# Source text
○ ○ ○ ○ ○
52 Responses to Welcome!

  1. Jeff Richardson says:

    I know you haven’t started Golden/ Silver or DCnU timelines, was just wondering your thoughts on the Bronze age?

    • Collin Colsher says:

      The Bronze Age isn’t really a story-line era; it’s more of a “tone shift” that occurred in the mid 70s. Basically, the last ten years of the Silver Age could be considered the Bronze Age—a transition from the PG look and feel of comics in the 60s to the more mature, dark, brooding look and feel of comics in the 80s (before the Modern Age begins in 1986). There were no reboots or relaunches associated with the beginnings of the Bronze Age—story-lines remained intact and were ongoing at the time. The stories simply grew darker, more socially relevant, edgier, and more violent, especially with the works of Denny O’Neil and Neal Adams on Batman.

      So, the Bronze Age is great! I’m not ignoring it; it just doesn’t have its own list since technically it’s a part of the Earth-One universe timeline.

      • Jeff Richardson says:

        Will you be implementing the Bronze Age stories into the end of the Silver Age timeline? I was also looking things over on the Modern Age timeline and didn’t see a consistent batch of the Batman and the Outsiders series? I saw the first few issues included but then nothing until the issues ranging in the 30’s? Is Batman not featured in between or are the stories just out of continuity?
○ ○ ○ ○ ○
# Dataset extract
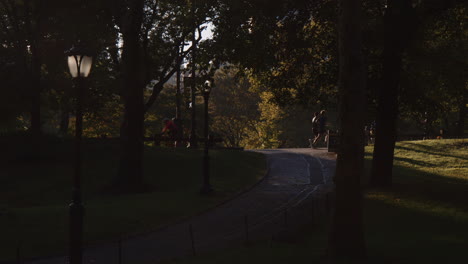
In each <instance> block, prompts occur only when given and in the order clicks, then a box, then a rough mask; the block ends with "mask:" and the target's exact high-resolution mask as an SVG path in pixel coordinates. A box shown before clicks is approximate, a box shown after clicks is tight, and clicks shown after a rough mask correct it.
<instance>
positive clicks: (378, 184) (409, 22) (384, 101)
mask: <svg viewBox="0 0 468 264" xmlns="http://www.w3.org/2000/svg"><path fill="white" fill-rule="evenodd" d="M387 4H388V8H387V10H386V12H385V16H384V30H385V35H384V36H385V37H384V38H385V39H384V51H383V74H382V86H381V87H380V89H379V92H378V98H377V102H378V105H377V116H376V137H375V146H374V156H373V159H372V170H371V178H370V184H371V186H373V187H380V188H388V187H391V185H392V171H393V156H394V149H395V142H396V138H397V127H396V123H397V118H398V93H399V91H398V90H399V85H400V71H401V62H402V53H403V50H404V48H405V47H406V46H407V43H408V40H409V38H410V35H409V34H410V33H411V30H410V28H411V27H412V26H414V23H412V21H411V15H412V14H411V13H412V7H411V3H410V2H409V1H407V0H389V1H388V2H387Z"/></svg>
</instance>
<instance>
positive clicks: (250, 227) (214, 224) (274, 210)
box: [28, 148, 335, 264]
mask: <svg viewBox="0 0 468 264" xmlns="http://www.w3.org/2000/svg"><path fill="white" fill-rule="evenodd" d="M253 151H256V152H260V153H264V154H265V155H266V157H267V161H268V173H267V175H266V176H265V178H264V179H263V180H262V181H261V182H259V183H258V184H257V185H255V186H254V187H253V188H251V189H250V190H248V191H246V192H244V193H243V194H241V195H239V196H237V197H235V198H234V199H232V200H230V201H228V202H226V203H224V204H222V205H220V206H218V207H216V208H214V209H213V210H210V211H208V212H206V213H203V214H201V215H198V216H195V217H193V218H191V219H188V220H186V221H184V222H182V223H178V224H174V225H171V226H168V227H166V228H164V229H161V230H159V231H155V232H153V233H149V234H144V235H139V236H135V237H132V238H128V239H126V240H123V241H122V242H121V249H122V250H121V253H120V256H121V258H122V263H135V264H146V263H148V264H149V263H151V264H154V263H156V262H158V261H159V260H162V259H171V258H178V257H182V256H186V255H192V254H194V253H198V252H203V251H208V250H214V249H217V248H223V247H228V246H233V245H240V244H242V243H245V242H248V241H249V240H254V239H259V238H262V237H264V238H265V237H272V236H274V235H276V234H279V232H280V231H282V230H283V231H284V230H285V227H287V226H290V227H291V226H294V225H296V224H298V222H297V220H299V219H305V218H304V217H302V216H303V215H300V214H303V213H304V210H306V211H307V210H309V209H307V208H309V207H310V202H311V200H314V198H313V197H314V196H315V197H317V194H319V193H322V194H323V193H326V192H328V191H330V190H331V189H332V188H333V186H332V183H331V179H332V176H333V174H334V170H335V155H334V154H330V153H327V152H326V150H324V149H309V148H307V149H274V150H253ZM213 177H216V176H215V175H213ZM308 203H309V204H308ZM304 205H308V206H304ZM298 208H299V209H298ZM301 208H302V209H301ZM304 208H306V209H304ZM190 229H191V231H192V232H190ZM191 234H192V235H191ZM28 263H30V264H64V263H68V261H67V260H66V257H57V258H49V259H41V260H36V261H31V262H28ZM84 263H86V264H101V263H102V264H114V263H115V264H118V263H119V245H118V243H110V244H106V245H99V246H93V247H89V248H86V249H85V252H84Z"/></svg>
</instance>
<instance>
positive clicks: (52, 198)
mask: <svg viewBox="0 0 468 264" xmlns="http://www.w3.org/2000/svg"><path fill="white" fill-rule="evenodd" d="M27 140H28V137H25V136H16V137H9V138H2V141H1V143H2V145H3V146H4V148H6V149H7V150H8V152H1V154H0V165H1V166H0V168H1V169H0V233H1V234H2V235H1V236H0V261H8V260H10V261H12V260H13V259H14V258H15V252H16V246H17V244H18V242H21V254H22V257H23V258H30V257H39V256H47V255H55V254H66V248H67V242H66V241H67V232H68V217H69V209H68V204H69V202H70V200H71V189H72V188H71V187H72V186H71V184H72V176H73V157H74V155H73V141H71V140H63V139H59V138H56V137H49V138H47V141H46V142H44V144H43V145H42V146H41V148H42V151H41V155H40V157H37V159H32V158H31V157H30V156H29V155H28V153H29V152H30V145H29V144H28V141H27ZM119 149H120V148H119V145H118V141H112V140H107V141H106V140H104V141H103V140H94V141H84V145H83V150H84V153H85V154H84V155H83V158H84V159H83V176H82V183H83V186H82V188H83V199H84V206H85V208H86V214H85V219H84V220H85V233H84V241H85V243H86V244H90V243H95V242H99V241H109V240H117V239H119V238H120V237H121V236H124V235H128V234H134V233H139V232H148V231H151V230H155V229H157V228H160V227H161V226H164V225H166V224H168V223H171V222H174V221H177V220H180V219H181V218H185V217H188V216H190V215H194V214H196V213H199V212H201V211H203V210H206V209H207V208H210V207H213V206H214V205H216V204H218V203H220V202H222V201H224V200H226V199H228V198H229V197H231V196H232V195H234V194H236V193H237V192H239V191H240V190H242V189H243V188H246V187H248V186H250V185H252V184H253V183H255V182H257V181H258V180H259V179H260V178H261V177H263V176H264V173H265V170H266V168H265V165H266V163H265V160H264V157H263V156H262V155H260V154H257V153H250V152H241V151H216V150H213V151H210V156H211V160H212V163H211V164H212V166H211V175H212V176H211V180H212V181H211V183H212V185H213V187H214V188H215V189H216V193H215V195H213V196H210V197H202V196H200V195H199V189H200V187H201V185H202V179H203V177H202V162H201V161H202V156H203V152H202V151H201V150H187V149H177V150H174V149H161V148H154V147H146V148H145V160H144V174H145V175H144V179H145V182H146V183H147V184H148V185H149V188H148V190H149V191H148V192H145V193H134V194H125V195H124V194H120V195H117V194H112V193H109V192H108V191H107V187H108V185H109V182H110V181H111V179H112V177H113V176H114V175H115V174H116V170H117V167H116V166H115V164H117V163H118V161H119ZM181 164H183V166H181Z"/></svg>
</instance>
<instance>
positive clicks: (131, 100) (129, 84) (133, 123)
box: [115, 0, 144, 189]
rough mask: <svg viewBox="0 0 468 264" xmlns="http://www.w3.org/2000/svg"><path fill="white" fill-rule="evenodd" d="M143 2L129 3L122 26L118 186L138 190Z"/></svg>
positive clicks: (140, 186) (142, 147) (142, 94)
mask: <svg viewBox="0 0 468 264" xmlns="http://www.w3.org/2000/svg"><path fill="white" fill-rule="evenodd" d="M143 3H144V1H143V0H137V1H130V2H129V6H128V11H127V15H126V16H125V18H124V19H125V21H124V23H123V30H122V33H123V34H122V35H123V53H122V66H123V68H122V70H123V80H124V88H123V90H124V91H123V97H124V102H125V121H124V122H125V123H124V125H123V130H124V131H123V132H124V134H123V135H121V140H122V154H121V159H120V166H119V172H118V176H117V180H116V182H115V183H116V184H117V187H125V188H130V189H133V188H139V187H141V185H142V183H143V121H144V105H143V89H144V82H143V76H142V73H143V71H142V63H143V61H142V56H141V55H142V54H141V52H142V50H141V45H140V28H141V23H142V18H143Z"/></svg>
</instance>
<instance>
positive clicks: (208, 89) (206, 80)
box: [203, 80, 211, 94]
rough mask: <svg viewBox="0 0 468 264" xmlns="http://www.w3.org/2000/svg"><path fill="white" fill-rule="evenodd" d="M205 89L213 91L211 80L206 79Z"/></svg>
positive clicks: (208, 90)
mask: <svg viewBox="0 0 468 264" xmlns="http://www.w3.org/2000/svg"><path fill="white" fill-rule="evenodd" d="M203 91H204V92H205V93H208V94H209V93H210V92H211V81H209V80H206V81H205V84H204V85H203Z"/></svg>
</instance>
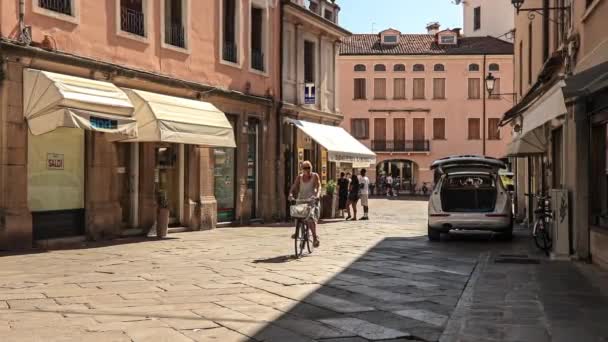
○ ○ ○ ○ ○
# Problem set
1: In the comment thread about comic book ages, rewrite the passage that begins at the words "52 Responses to" and stops after "the Bronze age?", changing "Bronze" to "Copper".
2: According to the comment thread about comic book ages, in what year does the Modern Age begin?

# Outputs for the tasks
1:
52 Responses to Welcome!

  1. Jeff Richardson says:

    I know you haven’t started Golden/ Silver or DCnU timelines, was just wondering your thoughts on the Copper age?

2: 1986